**Task prompt:** In every row below, replace "photograph" with "image" and keep everything else the same. Leave the pictures out of your answer.

(Recorded data)
◇ ◇ ◇

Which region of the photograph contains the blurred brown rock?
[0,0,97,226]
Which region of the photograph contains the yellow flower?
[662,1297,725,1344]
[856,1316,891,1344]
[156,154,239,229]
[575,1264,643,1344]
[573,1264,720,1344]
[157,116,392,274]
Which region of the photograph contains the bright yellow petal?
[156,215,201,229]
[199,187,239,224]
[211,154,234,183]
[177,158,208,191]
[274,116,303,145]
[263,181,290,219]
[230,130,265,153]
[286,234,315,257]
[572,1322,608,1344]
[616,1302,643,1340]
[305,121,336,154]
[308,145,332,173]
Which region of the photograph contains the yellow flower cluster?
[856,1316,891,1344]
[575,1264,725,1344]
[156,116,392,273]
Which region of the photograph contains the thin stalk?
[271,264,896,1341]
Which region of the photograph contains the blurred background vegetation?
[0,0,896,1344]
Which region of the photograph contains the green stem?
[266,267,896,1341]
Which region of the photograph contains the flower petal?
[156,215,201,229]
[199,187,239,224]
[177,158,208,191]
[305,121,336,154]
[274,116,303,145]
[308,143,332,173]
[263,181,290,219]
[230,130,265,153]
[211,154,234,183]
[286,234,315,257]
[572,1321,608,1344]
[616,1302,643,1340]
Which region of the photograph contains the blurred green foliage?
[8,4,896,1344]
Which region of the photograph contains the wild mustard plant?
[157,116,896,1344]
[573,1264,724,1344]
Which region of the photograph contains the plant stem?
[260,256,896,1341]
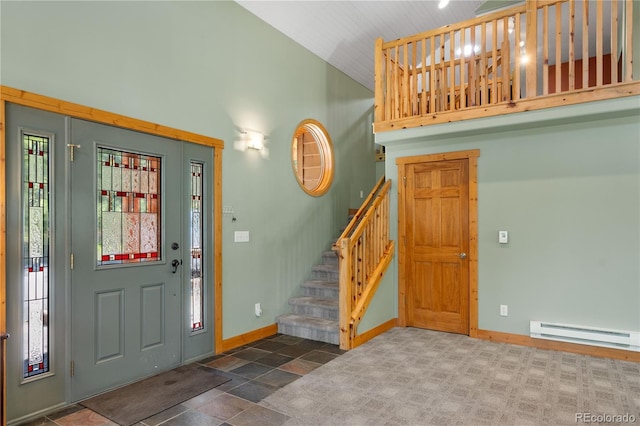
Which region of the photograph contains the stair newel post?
[338,237,353,350]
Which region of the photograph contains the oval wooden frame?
[291,118,334,197]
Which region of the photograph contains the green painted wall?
[376,97,640,335]
[0,1,376,338]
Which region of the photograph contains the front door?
[403,159,469,334]
[70,119,184,400]
[6,104,215,422]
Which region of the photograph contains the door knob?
[171,259,182,274]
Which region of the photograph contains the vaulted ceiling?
[231,0,518,90]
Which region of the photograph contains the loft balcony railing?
[333,176,395,350]
[374,0,640,132]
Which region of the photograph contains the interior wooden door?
[403,159,469,334]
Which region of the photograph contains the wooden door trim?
[396,149,480,337]
[0,86,224,390]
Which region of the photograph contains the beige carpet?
[261,328,640,426]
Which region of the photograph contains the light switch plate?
[233,231,249,243]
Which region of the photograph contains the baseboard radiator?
[530,321,640,352]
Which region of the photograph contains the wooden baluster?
[458,28,464,109]
[393,43,400,119]
[468,25,478,107]
[525,0,538,98]
[542,5,549,95]
[409,40,420,117]
[624,0,633,81]
[555,4,562,93]
[338,237,353,350]
[429,36,436,114]
[500,16,511,102]
[419,38,427,115]
[448,31,456,111]
[610,0,618,84]
[373,38,386,122]
[400,44,410,117]
[569,0,576,92]
[491,19,498,104]
[582,1,589,89]
[513,13,522,100]
[478,22,488,105]
[596,0,614,87]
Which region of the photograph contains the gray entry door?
[70,119,185,400]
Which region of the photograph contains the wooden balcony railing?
[374,0,640,132]
[333,177,395,350]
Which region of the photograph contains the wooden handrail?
[374,0,640,132]
[332,176,385,251]
[334,177,395,350]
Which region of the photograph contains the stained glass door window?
[96,147,161,266]
[190,162,204,332]
[22,133,51,379]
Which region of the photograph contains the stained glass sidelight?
[96,148,160,266]
[22,133,51,378]
[190,163,204,331]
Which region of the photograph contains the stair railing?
[333,176,395,350]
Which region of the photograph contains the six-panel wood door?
[404,159,469,334]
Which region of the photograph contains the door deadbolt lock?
[171,259,182,274]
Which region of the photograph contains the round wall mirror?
[291,119,333,197]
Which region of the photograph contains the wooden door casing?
[396,150,480,337]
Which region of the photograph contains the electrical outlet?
[233,231,249,243]
[500,305,509,317]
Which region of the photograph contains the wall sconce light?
[233,129,269,158]
[242,130,264,151]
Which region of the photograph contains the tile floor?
[21,334,344,426]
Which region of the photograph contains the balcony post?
[525,0,538,98]
[373,38,386,123]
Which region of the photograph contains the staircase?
[276,251,340,345]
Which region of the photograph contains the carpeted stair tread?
[289,296,338,309]
[300,280,340,290]
[311,264,339,272]
[278,314,338,333]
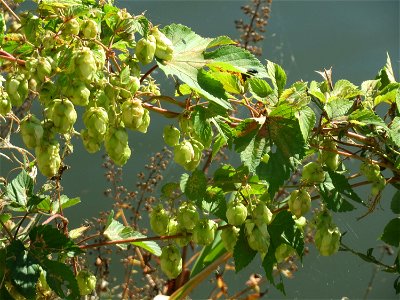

◇ ◇ ◇

**Correct output:**
Which region of the image contains the blurred brown rock?
[0,0,97,226]
Which region of the image contains the yellow flower?
[662,1297,725,1344]
[856,1316,891,1344]
[156,154,239,229]
[575,1264,643,1344]
[573,1264,720,1344]
[157,116,392,274]
Which region of the image contains the bright yellow petal?
[156,215,201,229]
[199,187,239,224]
[211,154,234,183]
[177,158,208,191]
[274,116,303,145]
[263,181,290,219]
[230,130,265,153]
[286,234,315,257]
[572,1322,608,1344]
[616,1302,643,1340]
[305,121,336,154]
[308,145,332,173]
Which region of the image contains the yellow flower cluster?
[856,1316,891,1344]
[575,1264,725,1344]
[156,116,392,273]
Which region of the image contains the thin stalk?
[271,264,896,1341]
Which region of the image contains the blurred background vegetation?
[0,0,896,1344]
Which region of the image contains the green stem?
[266,267,896,1341]
Which region of the image contains the flower petal?
[156,215,201,229]
[199,187,239,224]
[177,158,208,191]
[305,121,336,154]
[274,116,303,145]
[308,143,332,173]
[263,181,290,219]
[230,130,265,153]
[211,154,234,183]
[286,234,315,257]
[572,1321,608,1344]
[616,1302,643,1340]
Which region of the image contains the blurred green foliage?
[8,4,896,1344]
Which region of the image contains the wild mustard plant?
[157,116,896,1344]
[573,1264,724,1344]
Which region of the image contains the plant stem?
[260,256,896,1341]
Which region of the image contains the stair newel post?
[338,237,353,350]
Which region of the image contains the oval wooden frame?
[291,118,334,197]
Which region of the image contains the green painted wall?
[376,97,640,335]
[0,1,376,338]
Which region of the image contains the front door?
[403,159,469,334]
[70,119,184,400]
[6,104,215,422]
Which region of the image contains the door knob?
[171,259,182,274]
Which region of the image contains the vaulted ceiling?
[231,0,518,90]
Which region of the image contains the loft balcony railing?
[333,176,395,350]
[374,0,640,132]
Which region of the image contains the interior wooden door?
[403,159,469,334]
Which region of the image contains the wooden door trim?
[396,149,480,337]
[0,86,224,390]
Which region of the image contains the beige carpet?
[261,328,640,426]
Which region of the image contains the light switch plate?
[233,231,249,243]
Which region of the image contains the baseboard radiator?
[530,321,640,352]
Which region of the image contains the wooden baluster?
[458,28,464,109]
[393,43,400,119]
[468,25,478,107]
[525,0,538,98]
[542,5,549,95]
[409,40,420,117]
[624,0,633,81]
[555,4,562,93]
[338,237,353,350]
[429,36,436,114]
[500,16,511,102]
[419,38,427,115]
[448,31,456,111]
[610,0,618,84]
[373,38,386,122]
[400,44,410,117]
[569,0,576,92]
[491,19,498,104]
[582,1,589,89]
[513,13,522,100]
[478,22,488,105]
[596,0,614,87]
Which region of the image contains the gray entry door?
[70,119,185,400]
Which region of the image contains the wooden balcony railing?
[374,0,640,132]
[333,177,395,350]
Which region of the image contains the wooden handrail?
[374,0,640,132]
[332,176,385,251]
[334,177,395,350]
Which region of the image contains the stained glass door window?
[96,147,161,266]
[190,162,204,332]
[22,133,51,379]
Which region of the image contains the stained glass sidelight?
[96,148,160,266]
[22,133,51,378]
[190,163,204,331]
Which region of the image contains the stair railing?
[333,176,395,350]
Which region of the image contains the six-panel wood door?
[404,159,469,334]
Which region of the image contains the door deadbolt lock?
[171,259,182,274]
Which region of the image contains the round wall mirror?
[291,119,333,197]
Which region of the image contains the wooden door casing?
[396,150,480,337]
Which region of the image contains the electrical outlet?
[233,231,249,243]
[500,305,509,317]
Which region of the image contains the wall sconce light?
[233,129,269,158]
[242,130,264,151]
Which region of the image contains the tile floor?
[21,334,344,426]
Which region of the image contains the balcony post?
[525,0,538,98]
[373,38,386,123]
Which region of the image contains the staircase?
[276,251,340,345]
Which region of the image contains the carpeted stair tread?
[289,296,338,309]
[300,280,340,290]
[311,264,339,272]
[278,314,338,333]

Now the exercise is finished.